▶ _DESCRIPTION OF THE TASK_:
Output all records exactly, with no images.

═════ DATA TO USE ═════

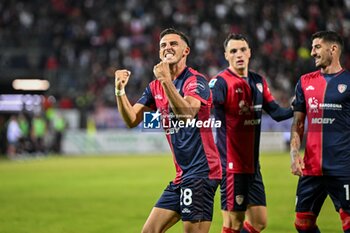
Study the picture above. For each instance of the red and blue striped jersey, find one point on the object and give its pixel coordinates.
(325, 99)
(194, 151)
(238, 104)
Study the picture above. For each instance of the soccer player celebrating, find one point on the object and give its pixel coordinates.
(182, 92)
(239, 96)
(322, 96)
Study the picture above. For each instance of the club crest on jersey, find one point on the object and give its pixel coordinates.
(342, 88)
(239, 199)
(259, 86)
(310, 88)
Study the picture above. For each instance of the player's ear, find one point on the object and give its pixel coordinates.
(226, 55)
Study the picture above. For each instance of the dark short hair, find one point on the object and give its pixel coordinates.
(183, 36)
(233, 36)
(329, 36)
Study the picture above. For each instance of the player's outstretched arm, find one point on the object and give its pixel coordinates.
(185, 108)
(132, 115)
(297, 131)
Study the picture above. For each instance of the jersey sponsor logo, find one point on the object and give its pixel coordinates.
(239, 199)
(259, 86)
(212, 82)
(196, 86)
(151, 120)
(313, 104)
(252, 122)
(342, 88)
(173, 126)
(230, 165)
(310, 88)
(322, 121)
(257, 107)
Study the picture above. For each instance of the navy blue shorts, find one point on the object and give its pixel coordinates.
(193, 199)
(313, 190)
(240, 190)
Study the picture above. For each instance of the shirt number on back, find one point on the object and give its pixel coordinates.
(186, 196)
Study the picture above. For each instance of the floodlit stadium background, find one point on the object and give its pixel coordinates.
(76, 46)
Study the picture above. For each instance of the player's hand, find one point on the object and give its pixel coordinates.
(121, 78)
(162, 72)
(297, 163)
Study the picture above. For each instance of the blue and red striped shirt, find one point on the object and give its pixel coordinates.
(325, 99)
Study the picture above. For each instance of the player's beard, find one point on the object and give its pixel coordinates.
(323, 62)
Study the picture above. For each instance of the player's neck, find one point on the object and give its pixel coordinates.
(332, 68)
(240, 73)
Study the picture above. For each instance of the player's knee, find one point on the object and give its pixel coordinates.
(305, 221)
(345, 219)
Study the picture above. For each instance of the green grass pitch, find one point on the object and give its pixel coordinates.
(105, 194)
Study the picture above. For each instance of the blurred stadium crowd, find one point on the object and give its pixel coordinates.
(77, 45)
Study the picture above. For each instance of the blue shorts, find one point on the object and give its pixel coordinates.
(240, 190)
(313, 190)
(193, 198)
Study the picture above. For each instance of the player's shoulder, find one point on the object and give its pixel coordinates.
(311, 75)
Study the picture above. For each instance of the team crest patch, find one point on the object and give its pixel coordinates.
(342, 88)
(239, 199)
(259, 86)
(212, 83)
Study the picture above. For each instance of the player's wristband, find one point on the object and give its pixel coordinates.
(119, 92)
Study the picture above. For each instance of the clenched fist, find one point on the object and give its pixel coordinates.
(162, 72)
(121, 78)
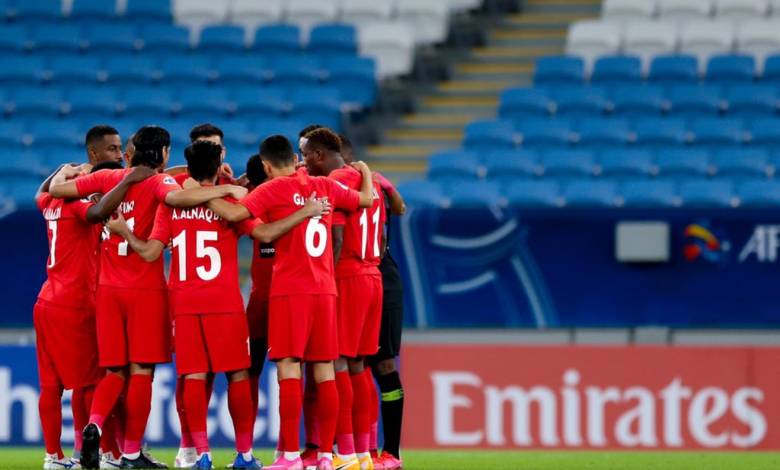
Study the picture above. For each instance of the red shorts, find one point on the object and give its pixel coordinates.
(359, 315)
(215, 342)
(66, 346)
(133, 326)
(302, 326)
(257, 315)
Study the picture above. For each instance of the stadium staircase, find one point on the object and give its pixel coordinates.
(514, 42)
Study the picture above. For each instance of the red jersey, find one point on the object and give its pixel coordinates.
(361, 250)
(73, 245)
(304, 255)
(204, 266)
(120, 266)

═════

▶ _RESULT_:
Study the picture above. For each instance of the red and blue striped jersey, find one point on the object and give its pixel coordinates.
(325, 99)
(194, 151)
(238, 104)
Study the picture above. For each instance of the soccer player celebrating, find one point on the object and give its pixel coordinates.
(182, 92)
(239, 96)
(322, 96)
Study the picture above. For each instance of the club crest on jersey, find one point on the object and give its pixel coordinates.
(342, 88)
(239, 199)
(259, 86)
(310, 88)
Study the picture above. For each instance of the player's ear, find one point on the object and give its pixel coordinates.
(226, 55)
Study the picture above. For each instance of the dark short hair, find one point on the object and give its pixel coordinates.
(183, 36)
(233, 36)
(329, 36)
Study the picture above. For each instance of the player's outstretched arm, find one point on the object and give its pixel coordinates.
(185, 108)
(132, 115)
(297, 131)
Study the picture above. For each instance of the jersey sponsor logo, find one point on the object and give its pixel coordinates.
(239, 199)
(259, 86)
(212, 82)
(196, 86)
(151, 120)
(313, 104)
(252, 122)
(342, 88)
(173, 126)
(230, 165)
(310, 88)
(322, 121)
(257, 107)
Study the picture above. For each instance of the navy blue shorts, find one point on the object and give its pixel coordinates.
(193, 199)
(313, 190)
(240, 190)
Study the picture above. For each instance of the shirt number on back, find one point on the object and give its pixel coordinates.
(186, 196)
Study the picture above. For each instance of the floodlit stadium background, find one point on the object and give its pixel coordinates.
(76, 46)
Study the picture above. For each instance of the player's hand, find one point on the object and give its pixel coordinates.
(121, 78)
(162, 72)
(297, 163)
Study the picture above. For each instance of the blue and red striped shirt, find one point on the object and give its pixel coordinates.
(325, 99)
Study the picture above. For each instance of the player's beard, find one point on the object and give its pixel coordinates.
(323, 62)
Study the picture above. For each instance of the player's neck, find one point on the object and give its pixel coordinates.
(332, 68)
(240, 73)
Study the picture above. For each instance of the player's knee, find one point on the object and give its pixel coordinates.
(305, 221)
(345, 219)
Study the picture above. For each instance of the green grass pitch, find one point on the object and give its pixel coordinates.
(105, 194)
Study the picture above. For each instance of the blurred stadium crowd, find one point on the object and give its pixel coordinates.
(77, 45)
Study the picture above. For each instance of the blue shorts, find one point on the object and give its pixel coordinates.
(240, 190)
(313, 190)
(193, 198)
Study the picture above. For each instance of the player's shoulder, find one point on the object and give its pixel coordinates.
(311, 75)
Study the picture above. For each instance of the team crest patch, find one point on the object and give its pixel coordinates.
(342, 88)
(239, 199)
(259, 86)
(212, 83)
Study the picture above. For each instance of the player's wristband, find one point on the object and give its pixel coordinates.
(119, 92)
Study the picture above. For each instance of the clenched fist, find one point on the object and give its pixel coordinates.
(162, 72)
(121, 78)
Study the picture above. For each instance of the red shorts, find one point on the object and give its pixel coordinates.
(359, 315)
(215, 342)
(66, 346)
(133, 326)
(302, 326)
(257, 315)
Study the picture above. For each instance of the stadium staircase, find one point on the object and give its pixel coordinates.
(514, 42)
Study the picture above. For each instance of the red jersey, find one point on the object and give its pixel coordinates.
(361, 250)
(73, 245)
(304, 255)
(204, 266)
(120, 266)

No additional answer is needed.